* _Given entries_
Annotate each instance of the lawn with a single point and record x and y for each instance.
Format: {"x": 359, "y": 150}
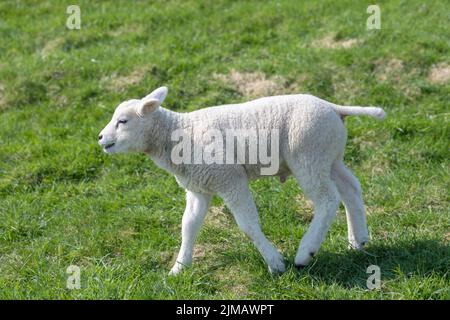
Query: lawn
{"x": 118, "y": 218}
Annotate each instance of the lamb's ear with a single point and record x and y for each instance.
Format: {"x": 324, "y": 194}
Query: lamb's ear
{"x": 159, "y": 94}
{"x": 146, "y": 107}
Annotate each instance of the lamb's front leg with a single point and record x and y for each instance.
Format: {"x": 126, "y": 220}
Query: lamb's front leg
{"x": 241, "y": 204}
{"x": 194, "y": 214}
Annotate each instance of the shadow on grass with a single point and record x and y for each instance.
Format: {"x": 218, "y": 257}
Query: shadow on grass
{"x": 419, "y": 258}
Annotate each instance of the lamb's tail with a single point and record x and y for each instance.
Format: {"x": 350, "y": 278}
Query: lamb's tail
{"x": 375, "y": 112}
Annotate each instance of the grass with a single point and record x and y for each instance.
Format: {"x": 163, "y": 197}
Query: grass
{"x": 64, "y": 202}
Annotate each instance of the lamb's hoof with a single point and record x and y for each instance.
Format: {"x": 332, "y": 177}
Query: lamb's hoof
{"x": 175, "y": 270}
{"x": 357, "y": 245}
{"x": 277, "y": 266}
{"x": 299, "y": 267}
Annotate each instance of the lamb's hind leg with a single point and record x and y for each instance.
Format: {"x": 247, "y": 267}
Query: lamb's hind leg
{"x": 194, "y": 214}
{"x": 351, "y": 195}
{"x": 323, "y": 192}
{"x": 241, "y": 204}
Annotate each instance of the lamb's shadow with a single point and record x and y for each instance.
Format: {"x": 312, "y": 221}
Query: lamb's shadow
{"x": 419, "y": 258}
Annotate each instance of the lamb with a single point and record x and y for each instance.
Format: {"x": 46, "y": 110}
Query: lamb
{"x": 310, "y": 138}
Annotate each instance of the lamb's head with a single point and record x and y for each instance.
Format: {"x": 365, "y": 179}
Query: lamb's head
{"x": 125, "y": 131}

* _Task_
Once the pictures are dropped, repeat the data above exactly.

* _Your response_
Annotate each instance of the lawn with a single point and record x and y for each instance.
Format: {"x": 359, "y": 150}
Query: lawn
{"x": 118, "y": 218}
Annotate each instance of the lamb's ear with a single point and record x and y for each instance.
Format: {"x": 324, "y": 194}
Query: lamb's ear
{"x": 159, "y": 94}
{"x": 146, "y": 107}
Annotate each instance of the lamb's front leg with a single point and record x and y for each instance.
Format: {"x": 126, "y": 220}
Query: lamb's front leg
{"x": 241, "y": 204}
{"x": 194, "y": 214}
Annotate each instance of the shadow on grass with a single point and record x and y for each instance.
Format: {"x": 218, "y": 257}
Query: shadow on grass
{"x": 419, "y": 258}
Annotate each instance of the lamb's tail with a single point and record x and y for each instance.
Format: {"x": 350, "y": 278}
Query: lamb's tail
{"x": 375, "y": 112}
Annotate each instance of the grass with a single point and record x and y for each instance.
Format: {"x": 163, "y": 197}
Query: grass
{"x": 64, "y": 202}
Annotate each instance of the lamb's hoof with a single point and record x and y for each instance.
Format: {"x": 332, "y": 177}
Query: lamb's hoof
{"x": 175, "y": 270}
{"x": 357, "y": 245}
{"x": 277, "y": 266}
{"x": 299, "y": 267}
Annotate each instance of the lamb's hind leg with a single point and record x and y for each instance.
Format: {"x": 247, "y": 267}
Query: lamb's hind leg
{"x": 194, "y": 214}
{"x": 351, "y": 195}
{"x": 323, "y": 192}
{"x": 241, "y": 204}
Annotate each instance of the lamb's shadow with a single point and record x and y for each instance.
Format: {"x": 312, "y": 221}
Query: lamb's shadow
{"x": 419, "y": 258}
Annotate each instance of the lamb with a single point and record x and y for each instance.
Format: {"x": 46, "y": 110}
Query: lamb
{"x": 310, "y": 138}
Annotate each instance of the lamb's head with a single point and record x and y for each instance.
Format: {"x": 365, "y": 179}
Query: lamb's head
{"x": 125, "y": 131}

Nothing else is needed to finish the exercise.